* Page
Madame Zeina el Tibi – de l’Observatoire d’études géopolitiques et de l’Association des femmes arabes de la presse et de la communication, propose à la lecture cette analyse*.
En novembre 2005, s’est tenu à Tunis le deuxième Sommet mondial de la Société de l’Information (SMSI) organisé par l’Union Internationale des Télécommunications sous le haut patronage du Secrétaire général de l’Organisation des Nations Unies avec pour thème « la liberté de l’information et la régulation d’Internet ». A l’époque, personne ne pouvait imaginer que cinq ans plus tard la Tunisie allait être secouée par une « révolution » déclenchée et organisée par la sphère du « web ». Mais dans quelle mesure Internet et les nouveaux médias ont-ils provoqué ou influencé ce que les médias ont, peut-être hâtivement, qualifié de « Printemps arabe » ?

* Lignes fournies
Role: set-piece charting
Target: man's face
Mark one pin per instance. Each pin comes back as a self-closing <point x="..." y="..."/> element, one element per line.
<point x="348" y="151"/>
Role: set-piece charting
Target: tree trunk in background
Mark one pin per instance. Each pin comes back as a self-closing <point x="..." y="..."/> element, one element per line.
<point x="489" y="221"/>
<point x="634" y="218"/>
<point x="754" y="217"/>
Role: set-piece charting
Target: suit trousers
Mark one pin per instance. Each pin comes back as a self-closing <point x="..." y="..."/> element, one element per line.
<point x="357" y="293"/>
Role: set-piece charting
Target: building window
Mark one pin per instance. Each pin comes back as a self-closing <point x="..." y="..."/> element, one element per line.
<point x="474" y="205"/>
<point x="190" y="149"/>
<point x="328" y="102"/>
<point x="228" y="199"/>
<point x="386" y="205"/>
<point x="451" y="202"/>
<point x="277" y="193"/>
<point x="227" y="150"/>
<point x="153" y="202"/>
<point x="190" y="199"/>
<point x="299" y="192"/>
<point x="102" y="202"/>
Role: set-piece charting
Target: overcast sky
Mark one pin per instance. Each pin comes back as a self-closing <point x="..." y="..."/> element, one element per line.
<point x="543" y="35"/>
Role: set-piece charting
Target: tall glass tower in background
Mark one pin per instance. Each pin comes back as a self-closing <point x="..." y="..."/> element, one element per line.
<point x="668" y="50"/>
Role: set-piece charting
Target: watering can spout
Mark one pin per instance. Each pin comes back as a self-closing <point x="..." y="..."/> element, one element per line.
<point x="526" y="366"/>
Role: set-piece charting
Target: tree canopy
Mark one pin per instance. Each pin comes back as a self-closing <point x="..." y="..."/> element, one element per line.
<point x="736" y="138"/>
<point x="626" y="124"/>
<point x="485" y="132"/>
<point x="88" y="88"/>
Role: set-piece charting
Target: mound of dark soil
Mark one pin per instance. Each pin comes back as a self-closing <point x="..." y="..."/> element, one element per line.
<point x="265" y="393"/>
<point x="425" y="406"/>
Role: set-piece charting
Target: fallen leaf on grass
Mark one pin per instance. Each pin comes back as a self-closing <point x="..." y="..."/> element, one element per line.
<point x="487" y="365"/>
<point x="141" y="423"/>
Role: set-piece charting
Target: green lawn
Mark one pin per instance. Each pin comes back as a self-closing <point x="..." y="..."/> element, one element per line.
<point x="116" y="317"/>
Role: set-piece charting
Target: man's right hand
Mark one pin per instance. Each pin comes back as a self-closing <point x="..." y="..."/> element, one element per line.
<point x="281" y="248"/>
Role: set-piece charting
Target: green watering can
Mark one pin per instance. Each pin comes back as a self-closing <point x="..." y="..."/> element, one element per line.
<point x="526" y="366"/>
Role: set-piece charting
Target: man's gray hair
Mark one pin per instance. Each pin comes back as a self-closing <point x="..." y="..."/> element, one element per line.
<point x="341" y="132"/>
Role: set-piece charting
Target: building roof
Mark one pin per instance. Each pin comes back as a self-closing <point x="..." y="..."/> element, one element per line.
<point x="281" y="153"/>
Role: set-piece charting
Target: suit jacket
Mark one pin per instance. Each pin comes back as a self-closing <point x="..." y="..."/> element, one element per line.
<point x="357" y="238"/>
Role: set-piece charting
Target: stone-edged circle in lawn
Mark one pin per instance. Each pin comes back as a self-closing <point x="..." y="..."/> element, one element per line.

* À faire
(a) Reproduisez sans rien changer le passage de l'article sur Internet et le « Printemps arabe » qui va de "Madame Zeina el" jusqu'à "lecture cette analyse*." inclus.
(b) Affichez, parmi les lignes fournies, chacune de celles qui contiennent le mot "green".

* Résultats par tâche
(a)
Madame Zeina el Tibi – de l’Observatoire d’études géopolitiques et de l’Association des femmes arabes de la presse et de la communication, propose à la lecture cette analyse*.

(b)
Target: green lawn
Target: green watering can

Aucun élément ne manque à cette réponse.